Top of Data in this exercise
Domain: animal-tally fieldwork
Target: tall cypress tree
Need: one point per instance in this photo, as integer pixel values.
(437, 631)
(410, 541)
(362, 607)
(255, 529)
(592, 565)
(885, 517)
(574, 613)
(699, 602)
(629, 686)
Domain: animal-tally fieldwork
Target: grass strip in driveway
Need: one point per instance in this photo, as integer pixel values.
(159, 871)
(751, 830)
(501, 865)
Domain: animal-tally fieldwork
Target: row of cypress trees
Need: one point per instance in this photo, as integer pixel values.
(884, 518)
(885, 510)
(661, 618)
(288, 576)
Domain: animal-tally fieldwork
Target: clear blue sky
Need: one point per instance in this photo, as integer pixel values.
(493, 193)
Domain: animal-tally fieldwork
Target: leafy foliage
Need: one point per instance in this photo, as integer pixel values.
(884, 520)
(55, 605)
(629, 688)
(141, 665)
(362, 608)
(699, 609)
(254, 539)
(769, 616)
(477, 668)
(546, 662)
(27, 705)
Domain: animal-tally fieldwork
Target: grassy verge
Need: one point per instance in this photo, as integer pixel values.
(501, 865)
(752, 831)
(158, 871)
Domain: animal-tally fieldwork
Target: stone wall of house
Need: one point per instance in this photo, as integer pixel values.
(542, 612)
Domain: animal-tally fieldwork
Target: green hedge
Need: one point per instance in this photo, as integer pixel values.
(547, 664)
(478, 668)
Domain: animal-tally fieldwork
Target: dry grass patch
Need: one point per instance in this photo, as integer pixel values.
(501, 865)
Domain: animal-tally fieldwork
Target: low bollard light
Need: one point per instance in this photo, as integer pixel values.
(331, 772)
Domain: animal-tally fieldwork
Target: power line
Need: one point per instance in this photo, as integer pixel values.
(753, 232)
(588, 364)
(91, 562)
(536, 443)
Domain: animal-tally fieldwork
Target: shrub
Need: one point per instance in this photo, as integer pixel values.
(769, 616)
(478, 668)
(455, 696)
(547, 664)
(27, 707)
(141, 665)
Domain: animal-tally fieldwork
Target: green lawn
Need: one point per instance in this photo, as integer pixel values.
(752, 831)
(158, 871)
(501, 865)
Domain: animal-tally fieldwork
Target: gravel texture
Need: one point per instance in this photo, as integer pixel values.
Bottom of Data in this exercise
Task details -> You are asked to reproduce word for word the line containing "Target: green lawn" and every subsequent line through the end of the entries.

Response area ->
Target: green lawn
Need: one point per instance in this photo, as integer pixel values.
(752, 831)
(158, 871)
(501, 865)
Domain: animal-tally fieldwork
Target: gravel texture
Need: one point per instance in this photo, as integer pixel values.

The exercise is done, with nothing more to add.